### EXERCISE
Rewrite everything from the start of the records down to the line containing "90], [202, 304]]", keeping the requests. In the answers, add -83 to every x and y coordinate.

### MATERIAL SHOWN
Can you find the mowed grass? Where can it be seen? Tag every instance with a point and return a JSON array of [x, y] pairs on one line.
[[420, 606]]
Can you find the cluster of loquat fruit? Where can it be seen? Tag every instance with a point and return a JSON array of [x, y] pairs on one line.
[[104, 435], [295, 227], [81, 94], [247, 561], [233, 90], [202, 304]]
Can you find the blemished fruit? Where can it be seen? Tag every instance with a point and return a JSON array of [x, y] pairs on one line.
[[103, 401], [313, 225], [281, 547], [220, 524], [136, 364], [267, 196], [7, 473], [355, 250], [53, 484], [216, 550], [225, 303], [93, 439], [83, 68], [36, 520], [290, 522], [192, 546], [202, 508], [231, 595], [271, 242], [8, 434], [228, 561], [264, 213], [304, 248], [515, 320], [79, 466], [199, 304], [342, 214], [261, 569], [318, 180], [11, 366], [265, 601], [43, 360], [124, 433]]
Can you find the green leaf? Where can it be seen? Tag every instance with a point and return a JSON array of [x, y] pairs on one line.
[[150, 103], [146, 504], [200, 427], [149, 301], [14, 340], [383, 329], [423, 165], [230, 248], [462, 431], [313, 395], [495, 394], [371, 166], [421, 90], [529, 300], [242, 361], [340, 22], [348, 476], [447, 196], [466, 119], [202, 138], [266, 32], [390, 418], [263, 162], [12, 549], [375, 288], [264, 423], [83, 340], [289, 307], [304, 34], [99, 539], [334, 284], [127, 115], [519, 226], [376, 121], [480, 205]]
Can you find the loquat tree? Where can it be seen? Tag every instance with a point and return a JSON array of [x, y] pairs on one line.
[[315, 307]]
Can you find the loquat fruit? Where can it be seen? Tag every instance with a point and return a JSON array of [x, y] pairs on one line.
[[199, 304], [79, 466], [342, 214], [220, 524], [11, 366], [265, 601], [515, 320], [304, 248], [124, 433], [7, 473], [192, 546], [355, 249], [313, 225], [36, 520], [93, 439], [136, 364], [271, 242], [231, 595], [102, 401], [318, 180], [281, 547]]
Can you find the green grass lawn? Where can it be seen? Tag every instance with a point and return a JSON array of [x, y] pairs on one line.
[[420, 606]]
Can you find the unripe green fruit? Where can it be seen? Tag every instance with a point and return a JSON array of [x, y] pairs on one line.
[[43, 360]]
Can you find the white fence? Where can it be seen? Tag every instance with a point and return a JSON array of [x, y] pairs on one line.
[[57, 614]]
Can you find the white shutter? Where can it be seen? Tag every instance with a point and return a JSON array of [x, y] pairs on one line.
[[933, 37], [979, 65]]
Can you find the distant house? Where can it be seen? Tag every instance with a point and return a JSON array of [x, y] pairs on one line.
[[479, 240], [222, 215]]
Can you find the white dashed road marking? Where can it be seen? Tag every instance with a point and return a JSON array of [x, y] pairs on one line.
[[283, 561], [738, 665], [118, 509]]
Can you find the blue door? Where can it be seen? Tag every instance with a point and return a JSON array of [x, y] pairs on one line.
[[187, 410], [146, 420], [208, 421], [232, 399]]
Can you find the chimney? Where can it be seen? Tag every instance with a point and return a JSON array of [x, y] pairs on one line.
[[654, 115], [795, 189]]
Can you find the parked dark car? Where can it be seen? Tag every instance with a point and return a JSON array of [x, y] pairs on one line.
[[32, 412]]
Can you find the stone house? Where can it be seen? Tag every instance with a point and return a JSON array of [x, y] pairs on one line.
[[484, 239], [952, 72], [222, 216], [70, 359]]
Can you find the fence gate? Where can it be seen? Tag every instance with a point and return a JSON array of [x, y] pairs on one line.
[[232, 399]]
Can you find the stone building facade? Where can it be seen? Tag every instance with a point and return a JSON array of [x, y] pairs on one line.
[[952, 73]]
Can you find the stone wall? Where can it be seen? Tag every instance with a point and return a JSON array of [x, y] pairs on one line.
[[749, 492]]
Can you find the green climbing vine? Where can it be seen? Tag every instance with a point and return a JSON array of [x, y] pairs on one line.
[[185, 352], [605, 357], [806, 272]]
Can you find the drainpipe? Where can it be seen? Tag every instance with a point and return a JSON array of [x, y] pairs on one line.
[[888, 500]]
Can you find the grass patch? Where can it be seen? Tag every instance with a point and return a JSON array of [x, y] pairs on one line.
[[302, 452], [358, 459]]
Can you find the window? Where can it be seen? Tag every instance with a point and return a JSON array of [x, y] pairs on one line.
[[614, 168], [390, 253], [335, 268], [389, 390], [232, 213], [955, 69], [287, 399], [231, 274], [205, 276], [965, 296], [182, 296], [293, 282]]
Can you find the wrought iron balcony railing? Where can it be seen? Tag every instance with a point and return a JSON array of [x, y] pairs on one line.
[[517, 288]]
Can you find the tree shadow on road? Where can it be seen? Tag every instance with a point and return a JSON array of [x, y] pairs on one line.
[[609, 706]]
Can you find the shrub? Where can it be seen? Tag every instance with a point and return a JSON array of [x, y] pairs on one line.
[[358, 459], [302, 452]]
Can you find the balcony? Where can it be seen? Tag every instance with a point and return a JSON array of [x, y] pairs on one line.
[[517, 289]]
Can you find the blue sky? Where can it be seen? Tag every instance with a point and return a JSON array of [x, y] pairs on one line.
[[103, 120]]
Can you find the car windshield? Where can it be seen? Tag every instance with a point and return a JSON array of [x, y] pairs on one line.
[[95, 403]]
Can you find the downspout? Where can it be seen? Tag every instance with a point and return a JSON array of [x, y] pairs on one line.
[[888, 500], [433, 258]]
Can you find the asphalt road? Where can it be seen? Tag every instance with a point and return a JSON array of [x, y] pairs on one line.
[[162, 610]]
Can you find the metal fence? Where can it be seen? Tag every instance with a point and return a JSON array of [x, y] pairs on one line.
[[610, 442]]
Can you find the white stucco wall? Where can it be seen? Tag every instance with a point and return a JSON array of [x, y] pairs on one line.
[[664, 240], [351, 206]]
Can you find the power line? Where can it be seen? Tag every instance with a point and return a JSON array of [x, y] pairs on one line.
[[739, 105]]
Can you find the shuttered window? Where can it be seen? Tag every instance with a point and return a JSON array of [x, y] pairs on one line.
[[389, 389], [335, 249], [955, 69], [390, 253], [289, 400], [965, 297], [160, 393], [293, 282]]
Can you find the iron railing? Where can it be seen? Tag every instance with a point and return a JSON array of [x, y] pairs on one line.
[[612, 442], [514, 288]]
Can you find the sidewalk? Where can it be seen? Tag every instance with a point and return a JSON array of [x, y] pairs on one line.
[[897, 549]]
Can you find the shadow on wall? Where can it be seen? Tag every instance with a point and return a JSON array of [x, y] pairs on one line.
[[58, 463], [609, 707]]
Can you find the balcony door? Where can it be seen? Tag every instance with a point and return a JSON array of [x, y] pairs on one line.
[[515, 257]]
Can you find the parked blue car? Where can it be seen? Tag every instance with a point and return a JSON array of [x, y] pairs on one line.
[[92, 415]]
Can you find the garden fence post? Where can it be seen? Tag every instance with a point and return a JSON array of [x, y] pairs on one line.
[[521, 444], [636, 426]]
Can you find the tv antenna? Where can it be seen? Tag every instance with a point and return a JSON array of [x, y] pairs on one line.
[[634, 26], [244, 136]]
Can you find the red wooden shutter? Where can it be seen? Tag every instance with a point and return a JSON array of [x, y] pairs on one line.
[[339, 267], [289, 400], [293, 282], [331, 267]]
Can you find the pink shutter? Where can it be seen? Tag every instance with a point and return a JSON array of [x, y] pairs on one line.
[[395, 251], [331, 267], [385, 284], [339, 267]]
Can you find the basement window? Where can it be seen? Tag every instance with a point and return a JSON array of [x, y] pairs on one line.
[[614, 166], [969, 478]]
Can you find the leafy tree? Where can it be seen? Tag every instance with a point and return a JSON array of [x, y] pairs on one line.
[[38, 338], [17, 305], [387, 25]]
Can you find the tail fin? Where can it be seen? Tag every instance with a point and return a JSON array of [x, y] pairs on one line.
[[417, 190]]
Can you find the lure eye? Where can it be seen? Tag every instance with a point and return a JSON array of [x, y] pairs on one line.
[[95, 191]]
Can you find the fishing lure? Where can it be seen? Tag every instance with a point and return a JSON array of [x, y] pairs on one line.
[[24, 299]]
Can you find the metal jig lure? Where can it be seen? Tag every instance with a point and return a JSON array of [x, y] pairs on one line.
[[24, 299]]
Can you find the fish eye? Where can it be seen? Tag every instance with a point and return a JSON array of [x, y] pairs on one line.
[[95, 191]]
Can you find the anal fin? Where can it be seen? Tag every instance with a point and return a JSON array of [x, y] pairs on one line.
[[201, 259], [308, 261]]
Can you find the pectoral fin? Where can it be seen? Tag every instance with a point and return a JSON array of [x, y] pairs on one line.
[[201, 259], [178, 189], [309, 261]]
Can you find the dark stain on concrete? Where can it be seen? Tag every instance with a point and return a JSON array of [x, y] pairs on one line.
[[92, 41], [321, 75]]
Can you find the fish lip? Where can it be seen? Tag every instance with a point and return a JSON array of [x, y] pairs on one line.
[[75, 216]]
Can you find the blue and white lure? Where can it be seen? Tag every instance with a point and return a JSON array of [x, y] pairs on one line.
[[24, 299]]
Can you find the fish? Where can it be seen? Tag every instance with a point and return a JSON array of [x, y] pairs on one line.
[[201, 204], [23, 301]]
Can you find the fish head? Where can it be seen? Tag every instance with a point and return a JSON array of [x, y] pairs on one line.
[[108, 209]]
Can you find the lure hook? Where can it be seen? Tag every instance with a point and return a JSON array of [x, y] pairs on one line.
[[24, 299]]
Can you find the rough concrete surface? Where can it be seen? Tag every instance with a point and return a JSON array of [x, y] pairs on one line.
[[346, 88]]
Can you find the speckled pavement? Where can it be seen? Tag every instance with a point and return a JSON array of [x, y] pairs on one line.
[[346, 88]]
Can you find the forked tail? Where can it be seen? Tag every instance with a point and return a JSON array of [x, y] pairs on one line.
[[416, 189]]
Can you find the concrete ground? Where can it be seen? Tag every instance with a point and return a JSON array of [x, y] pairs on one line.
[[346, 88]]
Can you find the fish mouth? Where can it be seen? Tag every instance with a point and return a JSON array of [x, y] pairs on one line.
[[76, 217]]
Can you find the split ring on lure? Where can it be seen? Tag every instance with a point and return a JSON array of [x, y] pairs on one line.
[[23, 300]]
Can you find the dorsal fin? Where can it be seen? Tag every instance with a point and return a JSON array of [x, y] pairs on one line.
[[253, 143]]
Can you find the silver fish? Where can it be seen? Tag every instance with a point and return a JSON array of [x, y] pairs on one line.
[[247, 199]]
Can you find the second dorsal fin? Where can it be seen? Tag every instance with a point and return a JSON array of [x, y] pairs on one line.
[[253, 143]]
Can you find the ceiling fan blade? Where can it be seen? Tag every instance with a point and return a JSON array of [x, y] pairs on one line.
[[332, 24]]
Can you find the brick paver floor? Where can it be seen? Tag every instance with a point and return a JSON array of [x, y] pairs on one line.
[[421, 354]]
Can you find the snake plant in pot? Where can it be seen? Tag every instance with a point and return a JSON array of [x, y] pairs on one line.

### RESULT
Can you find the mowed grass? Where can it be seen? Tag every instance with a point and return a JSON array of [x, y] pairs on one line.
[[337, 523]]
Can you find the cluster of loquat fruit? Where can it be seen? Tag every instance with a point and return a JSON array of [x, y] pairs on one line.
[[21, 352], [212, 144], [-2, 11], [164, 478], [150, 7], [119, 221]]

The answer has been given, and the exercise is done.